**Exercise task:** The entries that follow should be written out exactly.

Collected data:
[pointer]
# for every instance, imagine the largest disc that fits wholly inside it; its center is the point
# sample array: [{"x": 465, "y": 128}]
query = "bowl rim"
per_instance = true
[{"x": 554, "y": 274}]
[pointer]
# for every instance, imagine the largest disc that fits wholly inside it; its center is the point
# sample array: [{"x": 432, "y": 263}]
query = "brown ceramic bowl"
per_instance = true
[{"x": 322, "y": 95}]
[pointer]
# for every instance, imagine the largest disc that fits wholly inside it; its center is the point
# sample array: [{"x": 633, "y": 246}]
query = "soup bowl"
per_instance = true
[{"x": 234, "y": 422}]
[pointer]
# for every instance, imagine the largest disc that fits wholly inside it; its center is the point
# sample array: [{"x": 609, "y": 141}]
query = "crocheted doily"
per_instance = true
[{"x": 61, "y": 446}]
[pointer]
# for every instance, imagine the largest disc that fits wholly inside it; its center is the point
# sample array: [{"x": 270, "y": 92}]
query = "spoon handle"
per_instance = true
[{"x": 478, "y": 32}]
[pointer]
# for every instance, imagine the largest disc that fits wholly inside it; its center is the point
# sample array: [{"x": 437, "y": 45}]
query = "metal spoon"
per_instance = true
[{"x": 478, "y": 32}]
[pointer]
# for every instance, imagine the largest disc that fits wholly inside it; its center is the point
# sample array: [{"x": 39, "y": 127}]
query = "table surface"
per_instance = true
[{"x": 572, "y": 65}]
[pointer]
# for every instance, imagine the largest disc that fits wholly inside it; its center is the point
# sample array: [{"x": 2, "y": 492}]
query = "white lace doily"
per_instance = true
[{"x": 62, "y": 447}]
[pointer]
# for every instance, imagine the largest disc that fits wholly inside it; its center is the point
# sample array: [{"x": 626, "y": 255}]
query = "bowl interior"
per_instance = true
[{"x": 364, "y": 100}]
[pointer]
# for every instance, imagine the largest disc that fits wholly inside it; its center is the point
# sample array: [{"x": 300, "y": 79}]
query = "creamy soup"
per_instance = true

**Finished answer:**
[pointer]
# for every instance, imagine the largest disc that fits wholly inside it; its center is the point
# sample array: [{"x": 465, "y": 128}]
query = "bowl rim"
per_instance = true
[{"x": 554, "y": 274}]
[pointer]
# for every instance, imagine the largest disc that fits wholly inside it; its center is the point
# sample array: [{"x": 432, "y": 263}]
query = "brown ceramic bowl"
per_instance = true
[{"x": 322, "y": 95}]
[pointer]
# for every instance, imagine the largest disc that fits wholly inside it; its center is the point
# sample array: [{"x": 633, "y": 246}]
query = "soup bowl"
per_instance = true
[{"x": 234, "y": 422}]
[pointer]
# for every instance, imagine the largest disc that fits wholly inside it; its center is the point
# sample array: [{"x": 609, "y": 141}]
query = "crocheted doily"
per_instance = true
[{"x": 61, "y": 446}]
[pointer]
# for every instance, imagine the largest disc that fits wholly inside it; its center is the point
# sample array: [{"x": 270, "y": 92}]
query = "spoon handle"
per_instance = true
[{"x": 478, "y": 32}]
[pointer]
# for every instance, imagine the largest disc that fits wholly inside it; its center is the point
# sample array: [{"x": 437, "y": 45}]
query = "metal spoon"
per_instance = true
[{"x": 478, "y": 32}]
[pointer]
# for every instance, imagine the largest disc that fits wholly inside it; its center is the point
# sample array: [{"x": 39, "y": 127}]
query = "table surface"
per_instance = true
[{"x": 572, "y": 65}]
[pointer]
# for every instance, imagine the largest disc that fits wholly inside it; its center is the point
# sample array: [{"x": 2, "y": 492}]
query = "white lace doily"
per_instance = true
[{"x": 62, "y": 447}]
[pointer]
# for every instance, imagine the largest disc that fits wholly inside it; its center is the point
# sample array: [{"x": 626, "y": 255}]
query = "bowl interior"
per_instance = true
[{"x": 364, "y": 100}]
[pointer]
# for every instance, imagine the largest disc that fits wholly inside it; its center is the point
# sample array: [{"x": 300, "y": 79}]
query = "creamy soup"
per_instance = true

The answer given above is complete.